> What the task requires: In full and without deviation, reproduce the records that follow.

Referring expression pointing data:

****

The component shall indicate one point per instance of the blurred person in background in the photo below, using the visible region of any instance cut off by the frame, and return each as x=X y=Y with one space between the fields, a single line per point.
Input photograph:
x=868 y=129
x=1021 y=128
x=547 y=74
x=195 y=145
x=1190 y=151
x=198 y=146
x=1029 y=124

****

> Reply to the task:
The component shall indicate one point per instance of the blurred person in background in the photo below, using the visible region of any instance cut off by the frame, and return each as x=X y=Y with one space between the fields, a single line per point.
Input photograph:
x=868 y=129
x=1021 y=128
x=547 y=74
x=195 y=145
x=1190 y=151
x=198 y=146
x=1029 y=124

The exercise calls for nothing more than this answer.